Dina Boluarte ya tiene su propio capítulo trágico en la historia de la violencia contemporánea en el Perú. Así como Fernando Belaunde quedó marcado por la masacre de Sendero Luminoso en Lucanamarca; Alan García, por el ataque terrorista al puesto policial de Uchiza; y Alberto Fujimori, por la bomba en la calle Tarata; su gobierno será recordado por la matanza de Pataz.
El 4 de mayo del 2025, el país despertó con una escena macabra: 13 trabajadores mineros fueron hallados asesinados en un socavón de Pataz, en los Andes de La Libertad, diez días después de haber sido secuestrados por sicarios vinculados a la minería ilegal. El crimen evocó los años más oscuros del terror sembrado por Sendero Luminoso y el MRTA.
Las similitudes entre aquella época y el presente son tan reales como alarmantes. Persisten la violencia impune, la respuesta errática del Estado y la indiferencia de la clase política, mientras el país avanza a toda velocidad por un camino que ya recorrió. Si no se actúa con urgencia, el Perú corre el riesgo de revivir uno de los capítulos más oscuros de su historia.
Como en 1980, cuando Belaunde desestimó la quema de ánforas en Chuschi llamándola “un tema de abigeos” (ladrones de ganado) y calificó, en 1983, la matanza de Lucanamarca como “una locura perpetrada por personas psicológicamente desequilibradas”, hoy también se minimiza el horror. El 30 de abril, el jefe del Gabinete, Gustavo Adrianzén, negó públicamente el secuestro de los mineros: “No hay ninguna denuncia hasta el momento”. Ese mismo día, el comandante general de la policía fue visto en el bar del histórico hotel Bolívar.
• • • • •
**Consigna 1**
Responde según el texto sobre la matanza de Pataz:
(a) ¿Cuántos trabajadores mineros fueron hallados asesinados en Pataz?
(b) ¿Por qué hecho quedó marcado Alberto Fujimori?
(c) ¿Qué cargo ocupaba Gustavo Adrianzén?
**Consigna 2**
Indica si cada afirmación concuerda con el texto sobre la matanza de Pataz y cita las palabras que lo deciden:
(a) Belaunde se refirió a la quema de ánforas en Chuschi como un asunto de ladrones de ganado.
(b) Los mineros fueron hallados en los Andes de Cajamarca.
(c) Gustavo Adrianzén confirmó el secuestro de los mineros el 30 de abril.
**Consigna 3**
En el texto sobre la matanza de Pataz, copia la parte que abre con las palabras "El 4 de mayo" y cierra con "Luminoso y el MRTA.", y sustituye "sicarios" por "asesinos a sueldo".
El listado procede de otra fuente.

[Listado del conjunto de datos de anotación por puntos]
• • • • •
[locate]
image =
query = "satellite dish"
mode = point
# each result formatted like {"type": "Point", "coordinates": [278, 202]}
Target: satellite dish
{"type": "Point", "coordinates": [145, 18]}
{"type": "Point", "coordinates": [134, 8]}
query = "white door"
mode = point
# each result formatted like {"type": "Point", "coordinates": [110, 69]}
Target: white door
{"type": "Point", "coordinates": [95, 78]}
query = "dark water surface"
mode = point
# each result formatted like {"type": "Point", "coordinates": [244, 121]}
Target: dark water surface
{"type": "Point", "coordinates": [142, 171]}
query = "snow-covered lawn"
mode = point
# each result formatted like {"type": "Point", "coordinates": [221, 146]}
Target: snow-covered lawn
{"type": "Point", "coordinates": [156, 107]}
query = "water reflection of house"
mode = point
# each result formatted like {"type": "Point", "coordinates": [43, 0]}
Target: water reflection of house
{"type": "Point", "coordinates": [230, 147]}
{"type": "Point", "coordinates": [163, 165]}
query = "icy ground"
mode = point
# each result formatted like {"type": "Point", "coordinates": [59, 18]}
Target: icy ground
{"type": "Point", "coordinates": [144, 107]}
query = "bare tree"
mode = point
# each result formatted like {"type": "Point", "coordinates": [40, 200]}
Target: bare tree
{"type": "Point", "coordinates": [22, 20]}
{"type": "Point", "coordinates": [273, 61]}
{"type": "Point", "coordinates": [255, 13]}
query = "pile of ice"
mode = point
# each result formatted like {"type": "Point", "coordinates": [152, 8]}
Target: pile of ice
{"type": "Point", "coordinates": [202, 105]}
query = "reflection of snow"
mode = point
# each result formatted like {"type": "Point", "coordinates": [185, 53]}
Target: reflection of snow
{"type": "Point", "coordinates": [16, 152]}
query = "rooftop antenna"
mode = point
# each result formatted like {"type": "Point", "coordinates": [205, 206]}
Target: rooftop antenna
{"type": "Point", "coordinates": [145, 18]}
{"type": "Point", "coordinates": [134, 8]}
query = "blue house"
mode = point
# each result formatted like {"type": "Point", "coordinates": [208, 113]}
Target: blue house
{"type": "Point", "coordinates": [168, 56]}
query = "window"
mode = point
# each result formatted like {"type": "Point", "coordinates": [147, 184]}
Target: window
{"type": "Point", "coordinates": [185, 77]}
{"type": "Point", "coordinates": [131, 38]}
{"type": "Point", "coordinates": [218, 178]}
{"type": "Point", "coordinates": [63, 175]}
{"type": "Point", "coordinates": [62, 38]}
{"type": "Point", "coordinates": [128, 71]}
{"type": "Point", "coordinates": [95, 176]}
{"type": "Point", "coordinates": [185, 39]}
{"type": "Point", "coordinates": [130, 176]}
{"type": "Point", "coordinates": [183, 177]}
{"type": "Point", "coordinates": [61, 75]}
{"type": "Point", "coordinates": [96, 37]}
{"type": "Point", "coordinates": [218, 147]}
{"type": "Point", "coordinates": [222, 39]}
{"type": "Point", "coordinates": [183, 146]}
• • • • •
**Respuesta 1**
(a) 13.
(b) Por la bomba en la calle Tarata.
(c) Jefe del Gabinete.

**Respuesta 2**
(a) Sí: "Belaunde desestimó la quema de ánforas en Chuschi llamándola “un tema de abigeos” (ladrones de ganado)".
(b) No: "en un socavón de Pataz, en los Andes de La Libertad".
(c) No: "negó públicamente el secuestro de los mineros".

**Respuesta 3**
El 4 de mayo del 2025, el país despertó con una escena macabra: 13 trabajadores mineros fueron hallados asesinados en un socavón de Pataz, en los Andes de La Libertad, diez días después de haber sido secuestrados por asesinos a sueldo vinculados a la minería ilegal. El crimen evocó los años más oscuros del terror sembrado por Sendero Luminoso y el MRTA.